* _DIRECTION 1_
According to the renew-glm project page, why does the partial_fit plus fit approach keep every chunk in memory? Answer in one to three sentences.
* _DIRECTION 2_
Continue the renew-glm project page from the point where it ends.

* _SUPPLIED PASSAGE_
Streaming generalized linear models with bounded memory.

These details have not been verified by PyPI

Project links

Project description

renew-glm

Streaming generalized linear models with bounded memory -- a Python port of the renewable-estimation algorithm of Luo & Song (2020).

GLM benchmark: cost, accuracy, scaling

from renew_glm import RenewGLM

# Streaming (recommended): one chunk at a time, never stores prior chunks.
# Peak RAM is O(p^2 + chunk_size * p), independent of n.
def chunk_fn():
    for X_chunk, y_chunk in source_iter():   # your generator
        yield X_chunk, y_chunk               # X must include intercept column

model = RenewGLM(family="binomial").fit_streaming(chunk_fn)
print(model.coef_, model.n_iter_)

# Or chunk-buffered (matches the original R API):
model = RenewGLM(family="poisson")
for X_chunk, y_chunk in chunks:
    model.partial_fit(X_chunk, y_chunk)
model.fit()
print(model.coef_, model.se_, model.pvalue_)

chunk_fn is a zero-argument callable returning an iterator of (X, y) tuples. fit_streaming consumes the iterator once and discards each chunk after use; partial_fit + fit buffers all chunks in memory so it can compute se_ and pvalue_ like the R reference.

* _DATASET ROWS_
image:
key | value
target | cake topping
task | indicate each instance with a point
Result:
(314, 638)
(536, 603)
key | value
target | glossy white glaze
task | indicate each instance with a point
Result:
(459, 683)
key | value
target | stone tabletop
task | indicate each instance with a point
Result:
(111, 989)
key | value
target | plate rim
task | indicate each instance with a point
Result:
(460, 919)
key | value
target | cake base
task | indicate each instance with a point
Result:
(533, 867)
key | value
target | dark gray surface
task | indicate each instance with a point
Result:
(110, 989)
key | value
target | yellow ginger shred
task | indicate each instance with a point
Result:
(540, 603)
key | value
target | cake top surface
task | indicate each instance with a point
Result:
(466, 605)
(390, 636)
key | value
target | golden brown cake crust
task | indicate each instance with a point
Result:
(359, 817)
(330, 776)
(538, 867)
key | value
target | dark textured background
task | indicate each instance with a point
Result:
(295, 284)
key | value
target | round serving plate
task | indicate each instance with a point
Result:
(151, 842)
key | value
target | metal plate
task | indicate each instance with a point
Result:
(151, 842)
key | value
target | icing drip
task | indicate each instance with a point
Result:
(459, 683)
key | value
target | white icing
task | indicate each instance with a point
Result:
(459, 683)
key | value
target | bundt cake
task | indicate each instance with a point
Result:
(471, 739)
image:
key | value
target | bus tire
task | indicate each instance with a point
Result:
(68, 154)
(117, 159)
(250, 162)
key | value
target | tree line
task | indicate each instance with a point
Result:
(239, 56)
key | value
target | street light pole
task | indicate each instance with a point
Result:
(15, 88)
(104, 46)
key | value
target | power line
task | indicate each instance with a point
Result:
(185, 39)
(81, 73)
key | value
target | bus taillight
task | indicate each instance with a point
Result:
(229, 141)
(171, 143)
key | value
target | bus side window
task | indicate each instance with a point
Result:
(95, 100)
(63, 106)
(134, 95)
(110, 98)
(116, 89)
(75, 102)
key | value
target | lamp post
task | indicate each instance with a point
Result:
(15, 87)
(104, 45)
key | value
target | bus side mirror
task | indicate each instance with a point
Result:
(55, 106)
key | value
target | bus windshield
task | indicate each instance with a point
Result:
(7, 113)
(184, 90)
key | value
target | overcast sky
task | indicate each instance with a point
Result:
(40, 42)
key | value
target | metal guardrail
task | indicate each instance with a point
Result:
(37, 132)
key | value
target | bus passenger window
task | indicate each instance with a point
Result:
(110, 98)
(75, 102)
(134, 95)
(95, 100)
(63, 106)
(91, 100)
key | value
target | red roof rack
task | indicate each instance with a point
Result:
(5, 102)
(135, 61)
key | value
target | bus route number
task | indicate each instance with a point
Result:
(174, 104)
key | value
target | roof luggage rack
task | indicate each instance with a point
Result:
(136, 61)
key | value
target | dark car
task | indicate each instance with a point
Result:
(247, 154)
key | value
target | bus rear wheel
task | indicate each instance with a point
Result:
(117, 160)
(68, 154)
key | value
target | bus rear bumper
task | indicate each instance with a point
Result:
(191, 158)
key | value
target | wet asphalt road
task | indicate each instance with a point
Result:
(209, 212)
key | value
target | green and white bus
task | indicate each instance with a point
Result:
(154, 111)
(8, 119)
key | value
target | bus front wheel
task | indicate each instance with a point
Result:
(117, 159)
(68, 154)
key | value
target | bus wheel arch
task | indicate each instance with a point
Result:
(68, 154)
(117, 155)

* * *

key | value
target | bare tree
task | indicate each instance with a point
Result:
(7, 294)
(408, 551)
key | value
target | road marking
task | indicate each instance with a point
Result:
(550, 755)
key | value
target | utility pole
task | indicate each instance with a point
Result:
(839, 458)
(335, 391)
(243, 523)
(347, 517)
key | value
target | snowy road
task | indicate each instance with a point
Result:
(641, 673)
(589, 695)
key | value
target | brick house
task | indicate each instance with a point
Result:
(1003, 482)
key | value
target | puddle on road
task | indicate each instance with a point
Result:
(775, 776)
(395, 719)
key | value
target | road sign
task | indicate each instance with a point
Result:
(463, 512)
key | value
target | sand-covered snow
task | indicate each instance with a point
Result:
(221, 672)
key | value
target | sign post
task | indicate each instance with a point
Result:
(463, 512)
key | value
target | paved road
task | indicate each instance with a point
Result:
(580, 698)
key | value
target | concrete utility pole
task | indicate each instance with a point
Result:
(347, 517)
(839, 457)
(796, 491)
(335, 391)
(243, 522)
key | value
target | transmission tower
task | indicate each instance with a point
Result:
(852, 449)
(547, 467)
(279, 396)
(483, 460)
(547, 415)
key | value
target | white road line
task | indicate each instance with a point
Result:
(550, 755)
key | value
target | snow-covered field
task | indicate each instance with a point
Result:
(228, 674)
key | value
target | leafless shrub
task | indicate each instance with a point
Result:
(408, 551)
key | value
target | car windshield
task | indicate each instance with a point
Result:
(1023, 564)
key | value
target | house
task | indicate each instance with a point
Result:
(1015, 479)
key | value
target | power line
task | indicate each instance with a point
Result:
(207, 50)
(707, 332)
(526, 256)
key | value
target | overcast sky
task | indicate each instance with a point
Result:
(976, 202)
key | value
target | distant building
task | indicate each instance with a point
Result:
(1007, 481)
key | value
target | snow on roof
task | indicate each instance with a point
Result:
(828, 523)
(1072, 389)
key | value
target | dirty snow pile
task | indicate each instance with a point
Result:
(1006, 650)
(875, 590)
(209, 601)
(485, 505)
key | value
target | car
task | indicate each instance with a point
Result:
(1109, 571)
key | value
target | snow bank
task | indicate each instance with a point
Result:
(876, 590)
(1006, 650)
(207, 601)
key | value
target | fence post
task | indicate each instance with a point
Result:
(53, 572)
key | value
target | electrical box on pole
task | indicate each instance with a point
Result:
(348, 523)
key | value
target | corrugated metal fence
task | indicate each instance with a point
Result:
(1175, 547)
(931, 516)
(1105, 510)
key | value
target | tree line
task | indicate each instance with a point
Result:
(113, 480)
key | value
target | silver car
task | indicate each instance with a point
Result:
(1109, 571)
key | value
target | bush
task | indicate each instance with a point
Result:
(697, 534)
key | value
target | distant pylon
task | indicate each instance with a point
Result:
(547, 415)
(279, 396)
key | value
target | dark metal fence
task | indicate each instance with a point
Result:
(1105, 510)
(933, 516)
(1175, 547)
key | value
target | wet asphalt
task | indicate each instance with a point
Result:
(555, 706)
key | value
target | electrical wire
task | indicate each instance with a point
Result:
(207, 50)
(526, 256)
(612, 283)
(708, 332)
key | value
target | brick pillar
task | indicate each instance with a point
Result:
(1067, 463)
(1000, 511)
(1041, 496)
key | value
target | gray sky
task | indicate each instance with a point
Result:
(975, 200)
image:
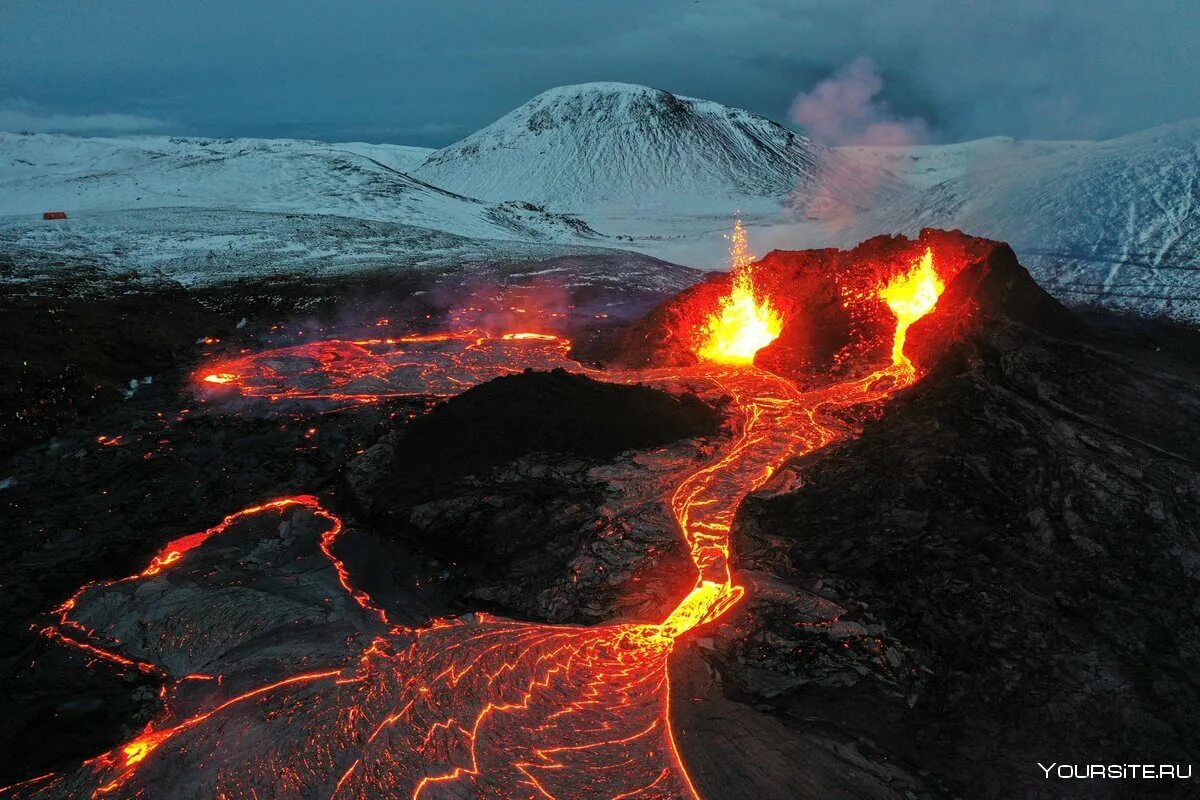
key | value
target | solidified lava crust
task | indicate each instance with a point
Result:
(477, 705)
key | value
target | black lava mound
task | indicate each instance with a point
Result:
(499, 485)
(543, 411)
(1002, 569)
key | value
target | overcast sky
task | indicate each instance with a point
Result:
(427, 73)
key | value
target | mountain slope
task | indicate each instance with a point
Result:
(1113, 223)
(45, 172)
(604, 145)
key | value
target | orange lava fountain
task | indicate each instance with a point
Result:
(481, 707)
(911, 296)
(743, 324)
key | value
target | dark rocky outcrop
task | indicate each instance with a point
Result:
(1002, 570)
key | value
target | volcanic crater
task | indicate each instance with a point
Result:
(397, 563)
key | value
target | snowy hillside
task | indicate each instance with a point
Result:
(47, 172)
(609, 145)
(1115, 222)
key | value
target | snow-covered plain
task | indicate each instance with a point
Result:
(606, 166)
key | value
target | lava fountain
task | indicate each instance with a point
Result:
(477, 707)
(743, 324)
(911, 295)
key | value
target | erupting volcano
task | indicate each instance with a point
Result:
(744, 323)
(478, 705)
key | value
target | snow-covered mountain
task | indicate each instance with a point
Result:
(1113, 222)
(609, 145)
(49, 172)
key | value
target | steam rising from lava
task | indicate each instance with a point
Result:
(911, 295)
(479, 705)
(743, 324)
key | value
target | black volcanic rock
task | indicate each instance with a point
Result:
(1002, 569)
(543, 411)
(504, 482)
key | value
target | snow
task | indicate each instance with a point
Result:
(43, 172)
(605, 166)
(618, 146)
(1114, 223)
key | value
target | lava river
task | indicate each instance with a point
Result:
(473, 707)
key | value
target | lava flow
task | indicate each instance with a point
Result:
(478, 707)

* _EXERCISE RESPONSE 1_
The partial_fit plus fit approach buffers all chunks in memory so it can compute se_ and pvalue_, like the R reference. fit_streaming instead consumes the iterator once and discards each chunk after use.

* _EXERCISE RESPONSE 2_
Supports gaussian, binomial, and poisson families. Coefficients converge to the maximum-likelihood point of the full data; agreement with statsmodels.GLM is verified to ~1e-3 on the test suite.

Why

Standard in-memory tools (statsmodels.GLM, R's glm()) load the entire design matrix before fitting. At n = 16 M rows, statsmodels.GLM allocates ~8 GB and OOMs above n ~ 20 M on a 16 GB laptop. This package fits the same model in bounded memory -- one chunk at a time, O(p^2) state regardless of n.

Other Python GLM options exist with different trade-offs:

glum (Quantco) -- fast in-memory; bit-identical to the closed-form MLE we get, but caps out where the full design matrix fits in RAM, same as statsmodels. Recommended if your n fits.
dask-glm -- distributed; useful at multi-machine scale, has scheduler overhead at single-host scale.
pyglmnet -- gradient-based, regularization-focused; supports several families but the unregularized path is slower than IRLS.
scikit-learn SGD -- online SGD, approximate (not exact MLE).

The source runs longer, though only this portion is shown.